Lesetext:
SWISSCOY Update - Unterwegs in Zubin Potok
Knapp eine Stunde dauert die Fahrt vom Camp Novo Selo nach Zubin Potok. Diese Strecke ist den Angehörigen des Liaison and Monitoring Teams (LMT) K4 bestens bekannt – die Gemeinde im Norden des Kosovos gehört zu ihrem Zuständigkeitsgebiet, die Area of Operation (AOO). Zubin Potok ist ländlich und kleine Dörfer säumen die Strasse. Auf den ersten Blick unterscheidet sich die Gegend nicht von anderen Ortschaften im Kosovo. Doch in Zubin Potok ist vieles anders.

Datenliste
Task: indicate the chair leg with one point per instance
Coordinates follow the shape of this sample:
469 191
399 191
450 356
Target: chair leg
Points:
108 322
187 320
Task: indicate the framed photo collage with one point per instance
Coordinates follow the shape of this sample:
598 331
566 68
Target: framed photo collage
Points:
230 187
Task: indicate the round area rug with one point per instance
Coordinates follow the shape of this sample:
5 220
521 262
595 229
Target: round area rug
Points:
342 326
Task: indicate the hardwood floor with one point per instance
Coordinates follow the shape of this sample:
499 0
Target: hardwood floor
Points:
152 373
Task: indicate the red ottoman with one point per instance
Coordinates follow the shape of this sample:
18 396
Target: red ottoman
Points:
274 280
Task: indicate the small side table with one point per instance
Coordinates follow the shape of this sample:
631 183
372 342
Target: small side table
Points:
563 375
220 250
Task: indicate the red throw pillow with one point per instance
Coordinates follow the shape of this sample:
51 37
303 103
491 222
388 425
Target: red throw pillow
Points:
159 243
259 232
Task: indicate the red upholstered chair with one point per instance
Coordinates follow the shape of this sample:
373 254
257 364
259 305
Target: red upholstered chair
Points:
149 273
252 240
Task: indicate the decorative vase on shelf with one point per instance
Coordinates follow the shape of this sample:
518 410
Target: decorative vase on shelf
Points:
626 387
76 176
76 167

Aufgabenstellung:
- A) Gib aus dem Text über Zubin Potok den Abschnitt zwischen „SWISSCOY Update - Unterwegs“ und „ist vieles anders.“ einschließlich wortgetreu wieder.
- B) Übertrage den Satz „Zubin Potok ist ländlich und kleine Dörfer säumen die Strasse.“ aus dem Text über Zubin Potok ins Englische.

Lösungen je Aufgabe:
- A)
SWISSCOY Update - Unterwegs in Zubin Potok
Knapp eine Stunde dauert die Fahrt vom Camp Novo Selo nach Zubin Potok. Diese Strecke ist den Angehörigen des Liaison and Monitoring Teams (LMT) K4 bestens bekannt – die Gemeinde im Norden des Kosovos gehört zu ihrem Zuständigkeitsgebiet, die Area of Operation (AOO). Zubin Potok ist ländlich und kleine Dörfer säumen die Strasse. Auf den ersten Blick unterscheidet sich die Gegend nicht von anderen Ortschaften im Kosovo. Doch in Zubin Potok ist vieles anders.

- B) Zubin Potok is rural, and small villages line the road.